▶ _Required work_
Given the records below, would you repeat exactly the lines that begin at the one containing "tag the flower bed, one point per instance." and end at the one containing "tag the road", inclusive?
---------- Information supplied ----------
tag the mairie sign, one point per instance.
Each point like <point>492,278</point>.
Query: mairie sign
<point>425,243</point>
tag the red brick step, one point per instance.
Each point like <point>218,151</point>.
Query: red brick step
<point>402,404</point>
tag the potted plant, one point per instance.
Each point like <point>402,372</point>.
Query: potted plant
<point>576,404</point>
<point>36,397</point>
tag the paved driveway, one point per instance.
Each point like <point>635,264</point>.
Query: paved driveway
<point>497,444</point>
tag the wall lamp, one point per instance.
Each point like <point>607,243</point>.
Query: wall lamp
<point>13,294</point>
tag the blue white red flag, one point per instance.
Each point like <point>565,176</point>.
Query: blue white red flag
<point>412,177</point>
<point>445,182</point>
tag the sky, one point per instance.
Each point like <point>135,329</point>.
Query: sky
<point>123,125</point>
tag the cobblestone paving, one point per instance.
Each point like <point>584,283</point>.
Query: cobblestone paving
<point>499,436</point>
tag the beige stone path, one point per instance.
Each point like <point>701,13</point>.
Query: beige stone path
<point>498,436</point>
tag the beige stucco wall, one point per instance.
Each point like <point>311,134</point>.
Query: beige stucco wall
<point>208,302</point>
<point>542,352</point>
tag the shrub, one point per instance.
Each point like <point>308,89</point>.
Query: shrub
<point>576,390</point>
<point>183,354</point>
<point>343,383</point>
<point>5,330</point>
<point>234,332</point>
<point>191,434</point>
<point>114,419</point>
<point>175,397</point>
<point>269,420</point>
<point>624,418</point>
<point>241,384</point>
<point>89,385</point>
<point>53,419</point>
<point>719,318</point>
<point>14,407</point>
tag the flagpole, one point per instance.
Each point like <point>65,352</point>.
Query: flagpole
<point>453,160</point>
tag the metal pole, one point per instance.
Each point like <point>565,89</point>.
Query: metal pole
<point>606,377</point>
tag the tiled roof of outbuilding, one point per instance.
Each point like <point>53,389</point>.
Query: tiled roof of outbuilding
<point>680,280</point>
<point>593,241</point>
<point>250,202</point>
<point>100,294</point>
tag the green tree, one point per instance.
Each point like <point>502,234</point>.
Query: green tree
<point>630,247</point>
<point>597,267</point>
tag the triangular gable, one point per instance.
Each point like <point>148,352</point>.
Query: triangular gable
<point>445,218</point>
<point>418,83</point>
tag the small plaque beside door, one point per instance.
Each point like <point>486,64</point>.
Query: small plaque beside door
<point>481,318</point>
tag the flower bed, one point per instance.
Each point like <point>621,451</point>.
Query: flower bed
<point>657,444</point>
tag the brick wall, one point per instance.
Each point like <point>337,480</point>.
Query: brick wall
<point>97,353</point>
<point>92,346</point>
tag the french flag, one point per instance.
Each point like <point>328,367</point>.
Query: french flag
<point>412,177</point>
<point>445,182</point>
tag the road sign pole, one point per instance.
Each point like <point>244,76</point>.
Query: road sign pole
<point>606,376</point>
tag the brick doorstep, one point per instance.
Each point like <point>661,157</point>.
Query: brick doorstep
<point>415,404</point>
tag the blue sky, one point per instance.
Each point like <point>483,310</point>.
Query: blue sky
----------
▶ _Response_
tag the flower bed, one point per instance.
Each point like <point>621,451</point>.
Query: flower bed
<point>657,444</point>
tag the brick wall, one point per instance.
Each point like <point>337,480</point>.
Query: brick wall
<point>97,353</point>
<point>92,346</point>
tag the french flag, one point per instance.
Each point like <point>328,367</point>.
Query: french flag
<point>412,177</point>
<point>445,182</point>
tag the road sign pole, one point per instance.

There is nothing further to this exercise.